Listed entries

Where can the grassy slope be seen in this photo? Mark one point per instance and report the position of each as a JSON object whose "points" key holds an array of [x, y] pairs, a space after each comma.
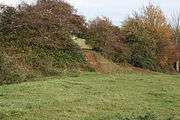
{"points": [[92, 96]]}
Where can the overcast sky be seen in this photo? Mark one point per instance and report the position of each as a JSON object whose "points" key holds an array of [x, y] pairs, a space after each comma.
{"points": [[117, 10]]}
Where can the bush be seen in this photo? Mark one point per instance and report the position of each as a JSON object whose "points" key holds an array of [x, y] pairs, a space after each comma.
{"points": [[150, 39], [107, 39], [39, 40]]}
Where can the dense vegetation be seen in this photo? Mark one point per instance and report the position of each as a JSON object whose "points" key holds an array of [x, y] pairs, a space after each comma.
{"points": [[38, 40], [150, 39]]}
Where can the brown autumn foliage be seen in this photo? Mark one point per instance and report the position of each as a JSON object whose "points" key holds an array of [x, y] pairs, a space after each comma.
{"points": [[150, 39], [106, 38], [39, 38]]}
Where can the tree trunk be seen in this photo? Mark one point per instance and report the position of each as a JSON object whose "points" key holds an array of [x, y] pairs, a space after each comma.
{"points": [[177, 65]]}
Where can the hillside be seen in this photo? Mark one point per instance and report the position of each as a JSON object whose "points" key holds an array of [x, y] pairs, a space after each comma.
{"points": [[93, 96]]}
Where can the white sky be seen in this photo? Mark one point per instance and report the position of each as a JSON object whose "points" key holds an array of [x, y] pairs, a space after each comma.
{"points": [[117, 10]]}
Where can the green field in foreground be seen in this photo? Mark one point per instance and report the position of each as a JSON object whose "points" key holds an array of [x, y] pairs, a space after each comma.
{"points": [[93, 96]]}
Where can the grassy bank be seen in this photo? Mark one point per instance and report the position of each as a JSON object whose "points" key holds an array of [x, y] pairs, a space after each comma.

Description of the task
Every line from the one holding "Where can the white" through the final line of the listing must be echoed exactly; leave out all other lines.

Solved exercise
Where can the white sky be seen in this photo? Mark one point per instance and report the position of each as a JSON object whose "points" key holds an array of [x, y] pairs, a space after each comma.
{"points": [[117, 10]]}
Where can the green field in foreground be seen in this photo? Mark one point per instance and report the position of each as a JSON object whose "points" key holds an array of [x, y] pairs, a space after each comma.
{"points": [[93, 96]]}
Where can the grassy bank be seen in this photo? Mark one point per instance and report the position of each as a JSON object whose "points" key holds an array of [x, y] pairs, a space after each comma.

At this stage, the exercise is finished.